» **WHAT YOU HAVE TO DO**: Exactly and only the lines below from the one containing "like [(181, 568)]" down to the one containing "like [(532, 343)]" are wanted, both included; please exclude every picture.

■ ■ ■

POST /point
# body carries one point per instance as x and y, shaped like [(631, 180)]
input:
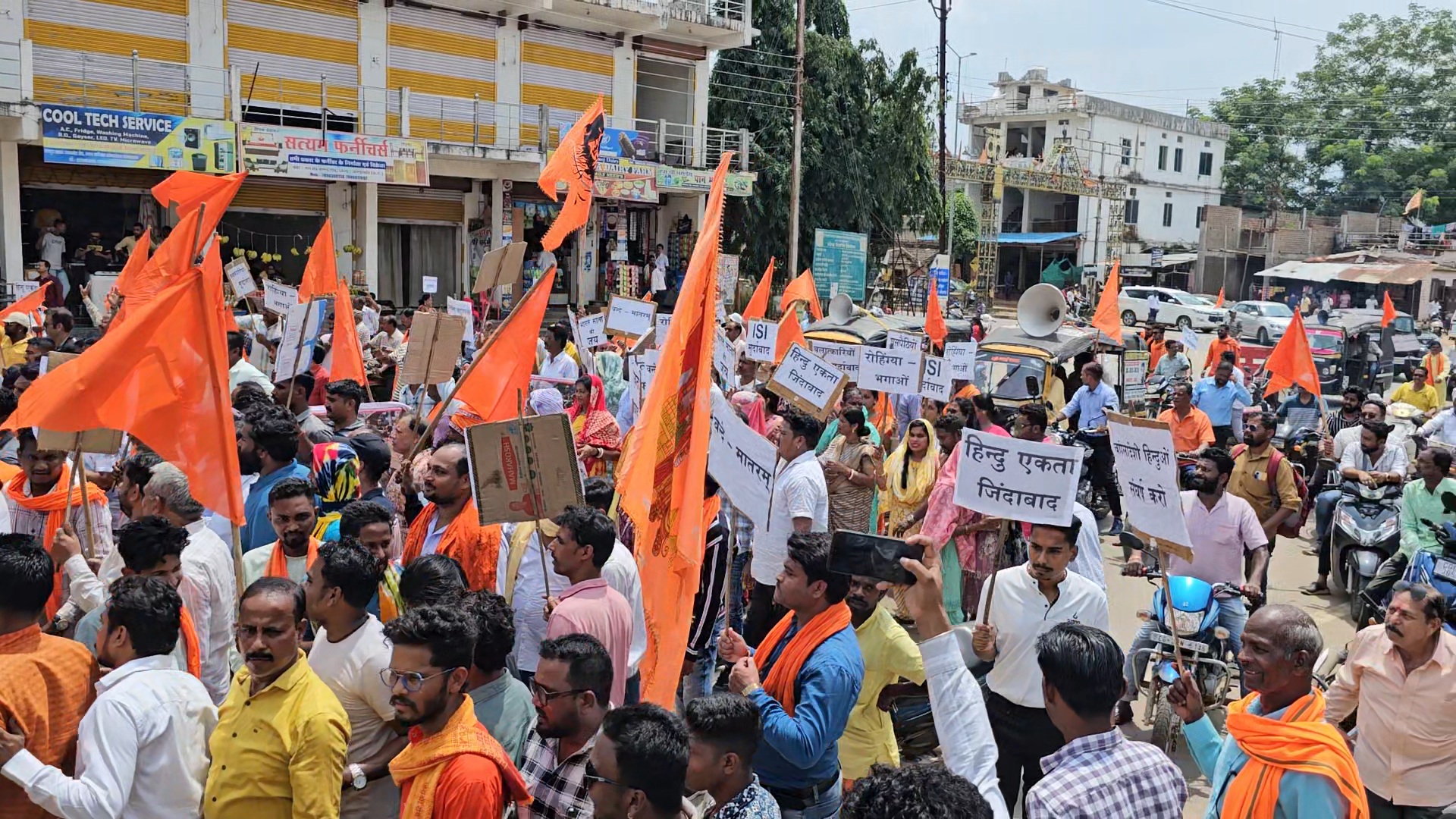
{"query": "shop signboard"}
[(127, 139), (308, 153), (839, 262)]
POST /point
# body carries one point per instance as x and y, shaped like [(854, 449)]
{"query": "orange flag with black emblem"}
[(574, 164), (660, 477)]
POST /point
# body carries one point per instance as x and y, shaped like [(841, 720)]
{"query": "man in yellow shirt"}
[(890, 654), (281, 736), (1417, 392), (17, 338)]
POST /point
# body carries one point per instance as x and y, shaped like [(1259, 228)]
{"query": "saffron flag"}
[(574, 164), (801, 290), (164, 379), (759, 303), (660, 477), (501, 373), (1291, 362), (934, 318), (322, 270), (1107, 318)]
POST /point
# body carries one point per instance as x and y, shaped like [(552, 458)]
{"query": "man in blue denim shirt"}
[(799, 757)]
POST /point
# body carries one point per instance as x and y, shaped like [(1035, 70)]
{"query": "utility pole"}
[(799, 145)]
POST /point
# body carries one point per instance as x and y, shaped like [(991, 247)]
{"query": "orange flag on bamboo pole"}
[(934, 318), (1107, 318), (322, 271), (164, 379), (660, 477), (801, 290), (503, 371), (574, 164), (759, 303), (1291, 362)]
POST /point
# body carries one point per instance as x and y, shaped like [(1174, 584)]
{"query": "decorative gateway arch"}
[(1060, 171)]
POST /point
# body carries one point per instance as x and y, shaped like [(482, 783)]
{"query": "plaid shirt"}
[(560, 787), (1109, 774)]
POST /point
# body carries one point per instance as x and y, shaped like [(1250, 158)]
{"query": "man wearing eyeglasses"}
[(281, 736)]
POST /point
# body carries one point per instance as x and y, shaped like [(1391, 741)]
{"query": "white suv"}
[(1174, 308)]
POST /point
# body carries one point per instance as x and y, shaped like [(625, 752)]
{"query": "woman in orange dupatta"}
[(593, 428)]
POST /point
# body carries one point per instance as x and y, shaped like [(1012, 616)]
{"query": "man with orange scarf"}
[(452, 768), (1280, 758), (42, 504), (804, 678), (449, 523)]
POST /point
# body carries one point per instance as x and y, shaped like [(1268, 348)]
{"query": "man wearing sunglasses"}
[(452, 767)]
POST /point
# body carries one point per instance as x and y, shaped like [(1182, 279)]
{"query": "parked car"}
[(1263, 321), (1175, 308)]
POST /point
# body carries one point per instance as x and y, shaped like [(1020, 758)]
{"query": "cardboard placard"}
[(278, 297), (435, 346), (629, 316), (808, 382), (762, 340), (523, 469), (501, 265), (890, 371)]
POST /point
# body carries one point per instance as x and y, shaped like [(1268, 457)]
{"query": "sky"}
[(1138, 52)]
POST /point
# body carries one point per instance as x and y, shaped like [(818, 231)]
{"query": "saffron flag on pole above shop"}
[(576, 165), (660, 477)]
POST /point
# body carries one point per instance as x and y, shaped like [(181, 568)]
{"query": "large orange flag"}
[(1107, 318), (574, 164), (322, 271), (934, 318), (759, 303), (1291, 362), (503, 371), (162, 378), (660, 477), (801, 290)]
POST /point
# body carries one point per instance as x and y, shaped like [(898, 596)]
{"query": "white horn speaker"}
[(1041, 309)]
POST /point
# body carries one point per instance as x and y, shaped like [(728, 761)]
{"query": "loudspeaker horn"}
[(1040, 311)]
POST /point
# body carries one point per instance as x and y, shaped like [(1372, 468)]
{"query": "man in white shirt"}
[(207, 564), (800, 503), (142, 748), (1030, 599), (348, 654)]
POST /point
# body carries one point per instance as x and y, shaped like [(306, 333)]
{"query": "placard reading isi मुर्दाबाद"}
[(890, 371), (1018, 480)]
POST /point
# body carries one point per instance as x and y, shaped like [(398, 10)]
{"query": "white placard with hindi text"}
[(890, 371), (1147, 479), (764, 338), (1018, 480), (742, 461), (278, 297), (935, 379), (843, 356), (629, 316)]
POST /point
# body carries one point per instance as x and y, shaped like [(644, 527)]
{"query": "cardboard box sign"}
[(525, 468)]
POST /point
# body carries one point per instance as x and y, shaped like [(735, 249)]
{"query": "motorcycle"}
[(1366, 531)]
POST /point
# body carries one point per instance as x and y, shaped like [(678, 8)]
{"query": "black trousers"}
[(764, 613), (1101, 468), (1022, 738)]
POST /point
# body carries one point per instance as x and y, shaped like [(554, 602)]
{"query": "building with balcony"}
[(1172, 168), (419, 129)]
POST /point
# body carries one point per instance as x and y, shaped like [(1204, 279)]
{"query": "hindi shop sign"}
[(890, 371), (1147, 477), (1018, 480), (308, 153)]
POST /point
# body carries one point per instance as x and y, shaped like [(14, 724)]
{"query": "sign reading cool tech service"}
[(127, 139)]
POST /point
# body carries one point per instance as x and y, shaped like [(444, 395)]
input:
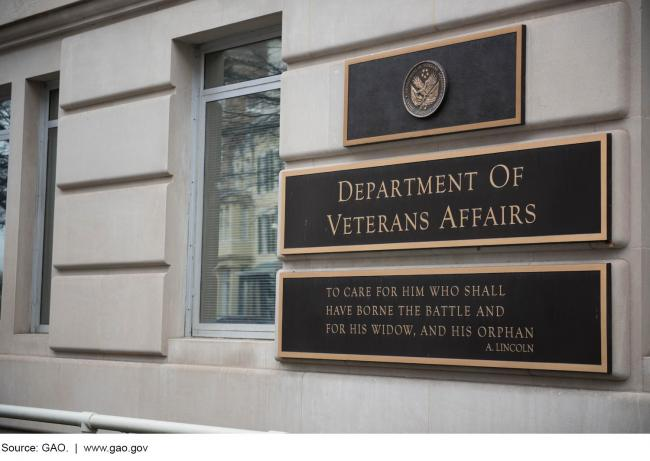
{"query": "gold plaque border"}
[(519, 30), (567, 238), (602, 268)]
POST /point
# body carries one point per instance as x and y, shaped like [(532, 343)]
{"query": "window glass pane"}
[(5, 114), (249, 62), (239, 261), (48, 226), (53, 106), (4, 168)]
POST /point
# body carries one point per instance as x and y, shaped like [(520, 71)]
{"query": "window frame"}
[(5, 136), (201, 97), (41, 190)]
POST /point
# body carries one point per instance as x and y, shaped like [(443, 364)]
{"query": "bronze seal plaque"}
[(424, 88)]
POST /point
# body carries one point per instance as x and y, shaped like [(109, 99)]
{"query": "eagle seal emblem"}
[(424, 88)]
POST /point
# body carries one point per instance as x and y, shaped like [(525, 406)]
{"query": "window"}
[(5, 118), (237, 178), (45, 218)]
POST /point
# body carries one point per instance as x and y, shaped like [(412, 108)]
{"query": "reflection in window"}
[(46, 196), (241, 157), (5, 116), (248, 62)]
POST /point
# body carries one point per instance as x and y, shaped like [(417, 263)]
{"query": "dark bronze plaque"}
[(545, 317), (483, 75), (541, 192)]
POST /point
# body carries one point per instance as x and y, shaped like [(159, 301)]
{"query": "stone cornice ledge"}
[(72, 18)]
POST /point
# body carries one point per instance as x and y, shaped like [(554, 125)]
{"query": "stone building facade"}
[(142, 142)]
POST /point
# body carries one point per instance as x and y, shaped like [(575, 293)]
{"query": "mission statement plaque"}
[(544, 317), (547, 191)]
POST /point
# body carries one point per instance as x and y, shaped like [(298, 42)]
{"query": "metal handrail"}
[(90, 422)]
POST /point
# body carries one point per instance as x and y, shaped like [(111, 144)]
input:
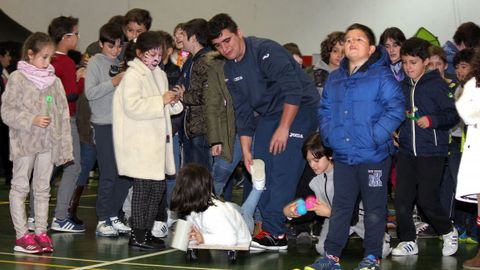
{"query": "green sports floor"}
[(86, 251)]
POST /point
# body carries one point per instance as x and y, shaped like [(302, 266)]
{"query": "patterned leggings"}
[(146, 198)]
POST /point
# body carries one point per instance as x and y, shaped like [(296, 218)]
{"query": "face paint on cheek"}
[(151, 58)]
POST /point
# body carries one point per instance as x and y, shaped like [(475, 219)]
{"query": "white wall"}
[(305, 22)]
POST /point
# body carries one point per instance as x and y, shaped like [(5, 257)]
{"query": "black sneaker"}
[(264, 240)]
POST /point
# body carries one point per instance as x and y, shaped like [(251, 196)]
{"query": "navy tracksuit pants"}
[(282, 170)]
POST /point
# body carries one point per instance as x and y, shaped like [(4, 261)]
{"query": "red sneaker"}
[(27, 244), (44, 242)]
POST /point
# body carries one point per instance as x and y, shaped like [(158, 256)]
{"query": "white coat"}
[(468, 107), (141, 124)]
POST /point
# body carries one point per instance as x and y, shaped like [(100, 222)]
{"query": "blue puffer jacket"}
[(430, 95), (359, 112)]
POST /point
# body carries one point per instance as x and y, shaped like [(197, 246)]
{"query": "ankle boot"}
[(74, 202), (139, 239)]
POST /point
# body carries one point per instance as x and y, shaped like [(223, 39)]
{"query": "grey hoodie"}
[(99, 88)]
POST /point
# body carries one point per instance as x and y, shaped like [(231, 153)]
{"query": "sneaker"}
[(44, 241), (405, 248), (104, 229), (258, 174), (171, 218), (160, 229), (386, 248), (327, 262), (267, 241), (27, 244), (66, 225), (118, 225), (368, 263), (31, 224), (450, 243)]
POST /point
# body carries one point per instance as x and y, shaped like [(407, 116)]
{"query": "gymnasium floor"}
[(85, 251)]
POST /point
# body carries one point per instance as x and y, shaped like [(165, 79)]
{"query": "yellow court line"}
[(43, 264), (117, 262)]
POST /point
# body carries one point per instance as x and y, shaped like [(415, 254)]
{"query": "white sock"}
[(258, 174)]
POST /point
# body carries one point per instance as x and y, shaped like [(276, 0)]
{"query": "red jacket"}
[(65, 70)]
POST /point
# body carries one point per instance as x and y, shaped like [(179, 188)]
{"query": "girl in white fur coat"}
[(142, 134)]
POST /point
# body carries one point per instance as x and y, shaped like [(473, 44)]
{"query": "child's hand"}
[(290, 210), (216, 149), (423, 122), (42, 121), (180, 89), (196, 235), (322, 209), (81, 73), (170, 97), (117, 78)]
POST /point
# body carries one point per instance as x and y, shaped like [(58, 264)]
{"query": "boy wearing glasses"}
[(64, 32), (100, 84)]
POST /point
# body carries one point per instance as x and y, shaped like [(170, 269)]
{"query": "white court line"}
[(127, 259), (100, 261)]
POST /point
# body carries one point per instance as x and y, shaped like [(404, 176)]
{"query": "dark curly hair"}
[(469, 34), (193, 190), (218, 23), (395, 34), (476, 66), (415, 47), (314, 144), (60, 26), (329, 43)]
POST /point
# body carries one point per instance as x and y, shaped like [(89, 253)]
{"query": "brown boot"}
[(74, 202), (473, 263)]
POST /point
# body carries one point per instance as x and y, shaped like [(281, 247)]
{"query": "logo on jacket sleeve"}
[(374, 178)]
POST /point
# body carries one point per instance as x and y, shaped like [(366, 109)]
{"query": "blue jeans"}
[(88, 159), (249, 207), (222, 169), (197, 150), (370, 182)]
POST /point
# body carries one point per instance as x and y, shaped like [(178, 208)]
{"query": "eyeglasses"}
[(73, 34)]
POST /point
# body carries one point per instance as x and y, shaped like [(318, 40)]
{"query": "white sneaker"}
[(258, 174), (104, 229), (405, 248), (160, 229), (386, 248), (171, 218), (31, 224), (118, 225), (450, 243)]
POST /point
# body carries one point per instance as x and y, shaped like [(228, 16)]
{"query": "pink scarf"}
[(41, 77)]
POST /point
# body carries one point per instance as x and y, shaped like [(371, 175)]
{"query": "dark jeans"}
[(370, 181), (112, 188), (419, 177), (146, 198), (197, 150), (282, 170), (87, 161)]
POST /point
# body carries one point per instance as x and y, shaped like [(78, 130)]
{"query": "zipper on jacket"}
[(412, 101)]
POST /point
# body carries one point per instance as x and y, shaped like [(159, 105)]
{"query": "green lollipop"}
[(49, 100)]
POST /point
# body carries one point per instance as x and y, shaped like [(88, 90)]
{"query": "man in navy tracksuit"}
[(275, 103)]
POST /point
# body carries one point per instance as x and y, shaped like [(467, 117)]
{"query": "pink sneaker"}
[(27, 244), (44, 242)]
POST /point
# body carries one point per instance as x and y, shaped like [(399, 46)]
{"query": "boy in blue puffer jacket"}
[(361, 106), (423, 143)]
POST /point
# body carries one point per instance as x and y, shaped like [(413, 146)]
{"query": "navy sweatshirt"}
[(264, 80)]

■ ■ ■

» **TASK RESPONSE**:
# body carries one point per instance as x and y, shaped like [(181, 568)]
{"query": "large orange flag"}
[(1107, 318), (574, 164), (322, 271), (934, 318), (759, 303), (1291, 362), (503, 371), (162, 378), (660, 477), (801, 290)]
POST /point
# body carries one point per instance as x and y, shaped like [(898, 596)]
{"query": "white horn speaker"}
[(1041, 309)]
POST /point
# body carries one point per instance as x and y, shaped like [(728, 761)]
{"query": "loudspeaker horn"}
[(1040, 311)]
POST /point
# body carries one point per instance as x and y, shaped like [(1372, 468)]
{"query": "man in white shirt"}
[(207, 564), (800, 503), (142, 748), (1030, 599), (348, 654)]
POST /point
# body carries one point per instance as x and y, shaped like [(306, 333)]
{"query": "placard reading isi मुर्दाबाद"}
[(890, 371), (1018, 480)]
POST /point
# body carries one point per instance as x and y, shaped like [(398, 10)]
{"query": "white placard with hindi text"}
[(890, 371), (1147, 479), (764, 338), (1018, 480), (742, 461), (278, 297), (935, 379), (843, 356), (629, 316)]
POST /point
# body carries one point per instance as x and y, shaped like [(644, 527)]
{"query": "cardboard box sign"}
[(525, 468)]
POST /point
# body carries one point per instance as x and y, shaped like [(735, 249)]
{"query": "motorcycle"}
[(1366, 531)]
POST /point
# body carries one point per instance as x and y, shaped like [(678, 8)]
{"query": "black trousers"}
[(764, 613), (1101, 468), (1022, 738)]
POST /point
# body carries one point per instance as x and y, shaped like [(554, 602)]
{"query": "building with balcony"}
[(1172, 168), (419, 129)]
POST /point
# body carries one point per instance as x and y, shaped like [(1204, 279)]
{"query": "hindi shop sign"}
[(890, 371), (1147, 477), (1018, 480), (308, 153)]
POST /point
# body carries one point per instance as x and y, shaped like [(14, 724)]
{"query": "sign reading cool tech service"}
[(127, 139)]
POST /point
# body carries one point per instance as x and y, shaped like [(444, 395)]
input:
{"query": "gold plaque border"}
[(519, 30), (567, 238), (602, 268)]
POST /point
# body carries one point per instance as x and y, shaped like [(532, 343)]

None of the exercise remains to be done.